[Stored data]
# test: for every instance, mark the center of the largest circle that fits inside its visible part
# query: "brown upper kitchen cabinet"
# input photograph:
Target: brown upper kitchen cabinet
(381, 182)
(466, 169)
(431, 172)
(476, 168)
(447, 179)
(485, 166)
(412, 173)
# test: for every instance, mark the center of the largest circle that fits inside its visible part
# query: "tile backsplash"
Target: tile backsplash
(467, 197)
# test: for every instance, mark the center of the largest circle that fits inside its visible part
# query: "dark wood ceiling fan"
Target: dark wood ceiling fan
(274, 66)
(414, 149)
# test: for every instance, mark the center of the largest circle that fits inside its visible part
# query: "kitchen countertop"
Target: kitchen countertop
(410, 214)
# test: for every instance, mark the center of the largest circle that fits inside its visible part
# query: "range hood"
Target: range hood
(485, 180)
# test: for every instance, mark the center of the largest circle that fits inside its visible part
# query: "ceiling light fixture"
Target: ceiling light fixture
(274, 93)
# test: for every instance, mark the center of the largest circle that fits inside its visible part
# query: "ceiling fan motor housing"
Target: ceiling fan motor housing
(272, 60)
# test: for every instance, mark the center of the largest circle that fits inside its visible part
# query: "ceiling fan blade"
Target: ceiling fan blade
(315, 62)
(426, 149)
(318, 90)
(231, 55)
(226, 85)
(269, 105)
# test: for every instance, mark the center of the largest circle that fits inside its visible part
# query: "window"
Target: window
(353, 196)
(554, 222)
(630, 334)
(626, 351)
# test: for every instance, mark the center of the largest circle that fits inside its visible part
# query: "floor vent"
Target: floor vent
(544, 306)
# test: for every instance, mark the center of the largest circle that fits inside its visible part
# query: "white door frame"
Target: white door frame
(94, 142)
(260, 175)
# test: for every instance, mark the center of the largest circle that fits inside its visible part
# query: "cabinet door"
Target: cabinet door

§ PROBLEM STATEMENT
From the first line to the last, copy the records without alteration.

§ TASK RESULT
# test: for every instance, mark the center of the largest circle that fits inside its visible part
# query: "brown upper kitchen cabinet"
# input photograph:
Target: brown upper kitchen cabinet
(381, 182)
(466, 169)
(431, 172)
(476, 168)
(447, 179)
(485, 166)
(412, 173)
# test: for every instance, mark the center of the largest circle that fits inside its visible part
# query: "tile backsplash"
Target: tile backsplash
(467, 197)
# test: for every instance, mark the center of the largest circle that fits inside its visible part
# query: "dark wood ceiling fan"
Target: dark wood ceiling fan
(274, 66)
(414, 149)
# test: for every instance, mark the center of the largest circle that fits inside its visible part
# query: "kitchen countertop"
Target: kitchen countertop
(410, 214)
# test: for every instance, mark the center of the largest circle that fits inside its visible part
# query: "range hood"
Target: range hood
(485, 180)
# test: for every instance, mark the center of the largest circle that fits inside its visible part
# query: "ceiling light fixture"
Target: ceiling light fixture
(274, 93)
# test: for every instance, mark the center of the largest circle that fits inside its visible part
# query: "ceiling fan motor housing"
Target: ceiling fan motor housing
(272, 60)
# test: for every instance, mark the center of the largest circle that fits inside its visible part
# query: "ceiling fan blade"
Target: ceiling fan blade
(315, 62)
(426, 149)
(318, 90)
(231, 55)
(226, 85)
(269, 105)
# test: for every instance, mark the center of the largest circle that fits inside its visible part
# query: "window"
Target: window
(353, 196)
(554, 222)
(630, 334)
(626, 351)
# test: for every instance, mark the center of the largest circle that fits inside its visible part
# query: "floor vent"
Target: floor vent
(544, 306)
# test: for every instance, mark the center of the largest circle that fits inside its visible part
# query: "white door frame"
Target: white door frame
(94, 142)
(260, 175)
# test: for every instance, mark the center of the largest circle that fits inside its visible part
# query: "cabinet door"
Target: cabinet door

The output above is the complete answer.